Apply what you read.
A) Please copy the poetry review word for word, starting at "Winnipeg Free Press" and ending at "80 pages, $17).".
B) Answer these questions from the poetry review:
(i) Which city is Triny Finlay from?
(ii) What is the title of Finlay's debut collection?
(iii) How many pages does Cold Sleep Permanent Afternoon have?

Document passage Start Marker

Winnipeg Free Press - PRINT EDITION
POETRY: 'Public unveiling' of fears and wounds
FREDERICTON'S Triny Finlay presents "a public unveiling" of fears and wounds in her second collection, Histories Haunt Us (Nightwood Editions, 80 pages, $17).
Powerfully elemental in image and sound, particularly in the ghazal-like title sequence, this is a beautifully sombre and sensual reflection on the faithful failing of language: "talking a blue streak as if words might steer you / away from the cracking ... the words weren't enough / and neither is this."
With a nod to her lauded debut, Splitting Off, Finlay continues her "self-portraits," this time sketching a heavier, more historic tone. The past is reconciled in the present and states of loss are transformed in "the process of suture" and "the process of future."
These poems bare struggle and healing, revelation and exasperation: "The truth is that I fell too, feel as helpless as the trees / and I won't disguise it anymore in metaphor."
-- -- --
Vancouver-based Ray Hsu also launches a second collection in Cold Sleep Permanent Afternoon (Nightwood Editions, 96 pages, $17), a dramatization of the self that considers both the multiplicities and singularities, onstage and off, that form "the instability of where we are."

Document passage End Marker
Recorded information Start Marker

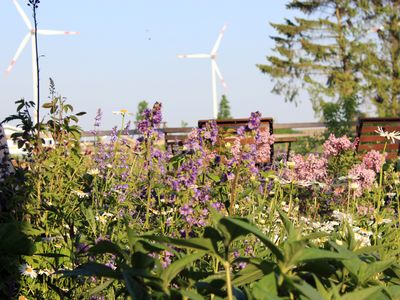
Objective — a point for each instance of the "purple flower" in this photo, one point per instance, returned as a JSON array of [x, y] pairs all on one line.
[[186, 210], [335, 146], [373, 160], [254, 121]]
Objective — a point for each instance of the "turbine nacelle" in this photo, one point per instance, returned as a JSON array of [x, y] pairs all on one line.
[[215, 72]]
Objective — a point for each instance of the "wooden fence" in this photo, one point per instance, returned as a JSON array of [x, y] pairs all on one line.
[[302, 130]]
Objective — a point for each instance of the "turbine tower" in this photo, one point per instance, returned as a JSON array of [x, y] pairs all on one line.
[[31, 35], [214, 68]]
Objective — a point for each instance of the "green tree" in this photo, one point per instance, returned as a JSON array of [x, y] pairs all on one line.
[[383, 72], [142, 105], [322, 53], [224, 111]]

Recorded information End Marker

Expected outputs.
A)
Winnipeg Free Press - PRINT EDITION
POETRY: 'Public unveiling' of fears and wounds
FREDERICTON'S Triny Finlay presents "a public unveiling" of fears and wounds in her second collection, Histories Haunt Us (Nightwood Editions, 80 pages, $17).

B)
(i) Fredericton
(ii) Splitting Off
(iii) 96